# ACTIVITY
Counting case-sensitively, how many lines in the rows below contain the string "clicks"? Reply with the number alone.

[Opening DATA FOR REVIEW section]

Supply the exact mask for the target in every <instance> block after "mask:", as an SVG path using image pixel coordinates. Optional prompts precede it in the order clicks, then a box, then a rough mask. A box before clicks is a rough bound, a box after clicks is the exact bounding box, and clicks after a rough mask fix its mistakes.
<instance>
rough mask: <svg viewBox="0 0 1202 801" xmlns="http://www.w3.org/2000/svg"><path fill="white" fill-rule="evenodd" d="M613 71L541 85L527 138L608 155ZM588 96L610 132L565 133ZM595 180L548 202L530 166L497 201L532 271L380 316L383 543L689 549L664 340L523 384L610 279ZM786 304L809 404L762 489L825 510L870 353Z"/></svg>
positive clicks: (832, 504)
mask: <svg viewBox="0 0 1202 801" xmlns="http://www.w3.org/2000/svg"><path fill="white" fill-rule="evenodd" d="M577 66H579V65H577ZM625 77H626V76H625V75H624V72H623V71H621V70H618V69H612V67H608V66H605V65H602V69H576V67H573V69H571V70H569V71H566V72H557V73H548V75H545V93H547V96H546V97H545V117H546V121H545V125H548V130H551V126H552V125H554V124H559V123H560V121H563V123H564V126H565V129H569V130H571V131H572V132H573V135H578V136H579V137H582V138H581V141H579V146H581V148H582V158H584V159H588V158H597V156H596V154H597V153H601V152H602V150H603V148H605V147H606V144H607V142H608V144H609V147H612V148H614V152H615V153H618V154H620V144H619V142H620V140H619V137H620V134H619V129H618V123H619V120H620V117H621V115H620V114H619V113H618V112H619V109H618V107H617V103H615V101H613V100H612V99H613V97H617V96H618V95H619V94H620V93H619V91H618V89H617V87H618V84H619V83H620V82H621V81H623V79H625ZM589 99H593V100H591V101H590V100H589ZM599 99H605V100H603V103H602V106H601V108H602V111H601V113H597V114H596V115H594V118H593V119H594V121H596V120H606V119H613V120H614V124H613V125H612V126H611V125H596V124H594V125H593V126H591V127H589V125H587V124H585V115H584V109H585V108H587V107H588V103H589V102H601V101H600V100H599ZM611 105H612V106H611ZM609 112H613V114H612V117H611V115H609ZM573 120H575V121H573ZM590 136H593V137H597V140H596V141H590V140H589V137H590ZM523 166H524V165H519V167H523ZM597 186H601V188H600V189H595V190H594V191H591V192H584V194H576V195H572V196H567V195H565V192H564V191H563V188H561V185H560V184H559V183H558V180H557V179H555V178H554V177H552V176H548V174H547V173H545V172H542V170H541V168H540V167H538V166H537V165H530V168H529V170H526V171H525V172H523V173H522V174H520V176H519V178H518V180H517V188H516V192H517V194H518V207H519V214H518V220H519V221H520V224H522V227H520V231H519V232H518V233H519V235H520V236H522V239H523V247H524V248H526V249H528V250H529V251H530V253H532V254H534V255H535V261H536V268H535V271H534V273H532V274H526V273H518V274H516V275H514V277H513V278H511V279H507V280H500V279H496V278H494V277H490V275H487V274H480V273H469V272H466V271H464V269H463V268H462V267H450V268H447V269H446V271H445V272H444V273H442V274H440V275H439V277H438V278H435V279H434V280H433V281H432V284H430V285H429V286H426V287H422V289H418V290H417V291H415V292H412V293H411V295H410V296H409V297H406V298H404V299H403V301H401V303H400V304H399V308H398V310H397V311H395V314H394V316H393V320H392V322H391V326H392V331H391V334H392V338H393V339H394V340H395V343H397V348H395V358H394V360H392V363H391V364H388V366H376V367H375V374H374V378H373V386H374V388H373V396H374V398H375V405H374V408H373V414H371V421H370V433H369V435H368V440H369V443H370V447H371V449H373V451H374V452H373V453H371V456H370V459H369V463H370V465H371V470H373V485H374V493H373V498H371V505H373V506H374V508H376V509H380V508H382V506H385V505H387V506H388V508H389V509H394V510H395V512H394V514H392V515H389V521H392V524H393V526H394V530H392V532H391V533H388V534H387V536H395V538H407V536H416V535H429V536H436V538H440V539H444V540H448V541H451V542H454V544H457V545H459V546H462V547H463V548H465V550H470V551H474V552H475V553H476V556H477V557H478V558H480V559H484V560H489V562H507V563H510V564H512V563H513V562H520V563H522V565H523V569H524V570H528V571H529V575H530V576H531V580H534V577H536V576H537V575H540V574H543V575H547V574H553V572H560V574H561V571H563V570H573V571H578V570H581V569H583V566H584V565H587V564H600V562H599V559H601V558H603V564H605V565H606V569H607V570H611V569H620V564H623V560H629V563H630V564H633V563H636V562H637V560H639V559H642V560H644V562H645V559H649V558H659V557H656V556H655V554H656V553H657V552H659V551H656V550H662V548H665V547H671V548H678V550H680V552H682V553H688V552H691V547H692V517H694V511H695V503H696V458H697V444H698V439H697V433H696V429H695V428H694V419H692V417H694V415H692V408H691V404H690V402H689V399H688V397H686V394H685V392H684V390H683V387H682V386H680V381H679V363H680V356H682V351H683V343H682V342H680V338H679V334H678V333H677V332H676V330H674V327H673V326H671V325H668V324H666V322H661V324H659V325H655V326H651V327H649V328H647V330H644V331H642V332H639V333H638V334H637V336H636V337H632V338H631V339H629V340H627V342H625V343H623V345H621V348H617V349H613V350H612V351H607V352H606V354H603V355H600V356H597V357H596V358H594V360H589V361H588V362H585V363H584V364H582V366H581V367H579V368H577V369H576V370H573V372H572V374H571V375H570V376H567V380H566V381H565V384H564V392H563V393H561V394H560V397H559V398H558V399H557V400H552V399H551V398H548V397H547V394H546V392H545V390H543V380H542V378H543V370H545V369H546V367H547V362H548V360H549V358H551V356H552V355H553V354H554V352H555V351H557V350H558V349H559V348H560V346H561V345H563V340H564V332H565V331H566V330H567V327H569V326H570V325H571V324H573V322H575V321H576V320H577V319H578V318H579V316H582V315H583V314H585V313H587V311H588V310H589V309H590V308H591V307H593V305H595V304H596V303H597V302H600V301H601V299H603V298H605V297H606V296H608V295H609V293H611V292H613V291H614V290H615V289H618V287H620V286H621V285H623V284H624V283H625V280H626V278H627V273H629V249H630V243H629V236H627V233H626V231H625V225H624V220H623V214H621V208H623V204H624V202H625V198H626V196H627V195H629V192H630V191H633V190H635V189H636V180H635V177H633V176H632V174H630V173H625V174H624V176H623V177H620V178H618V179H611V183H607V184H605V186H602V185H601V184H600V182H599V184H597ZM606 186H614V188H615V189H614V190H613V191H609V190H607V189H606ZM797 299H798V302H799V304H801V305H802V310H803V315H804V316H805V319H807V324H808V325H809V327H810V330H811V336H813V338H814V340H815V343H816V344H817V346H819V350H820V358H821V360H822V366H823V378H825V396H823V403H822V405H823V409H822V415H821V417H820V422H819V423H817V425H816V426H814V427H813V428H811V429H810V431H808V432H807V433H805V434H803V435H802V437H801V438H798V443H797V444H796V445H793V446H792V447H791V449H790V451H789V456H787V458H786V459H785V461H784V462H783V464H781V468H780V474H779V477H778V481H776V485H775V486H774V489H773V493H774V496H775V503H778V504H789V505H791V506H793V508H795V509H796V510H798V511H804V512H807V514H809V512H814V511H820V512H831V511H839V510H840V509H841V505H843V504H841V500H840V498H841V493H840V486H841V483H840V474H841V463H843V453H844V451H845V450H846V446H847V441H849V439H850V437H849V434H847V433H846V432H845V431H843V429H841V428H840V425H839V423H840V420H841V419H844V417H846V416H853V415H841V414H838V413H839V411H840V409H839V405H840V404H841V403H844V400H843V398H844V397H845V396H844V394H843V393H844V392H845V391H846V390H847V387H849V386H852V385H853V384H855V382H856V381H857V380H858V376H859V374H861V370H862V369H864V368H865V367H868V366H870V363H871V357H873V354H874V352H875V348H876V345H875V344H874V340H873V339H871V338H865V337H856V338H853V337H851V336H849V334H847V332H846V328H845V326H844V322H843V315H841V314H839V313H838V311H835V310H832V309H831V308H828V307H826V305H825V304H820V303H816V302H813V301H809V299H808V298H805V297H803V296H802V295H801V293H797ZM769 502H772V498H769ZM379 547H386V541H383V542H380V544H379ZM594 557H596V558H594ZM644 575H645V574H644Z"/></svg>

[Closing DATA FOR REVIEW section]

# YOUR SOLUTION
2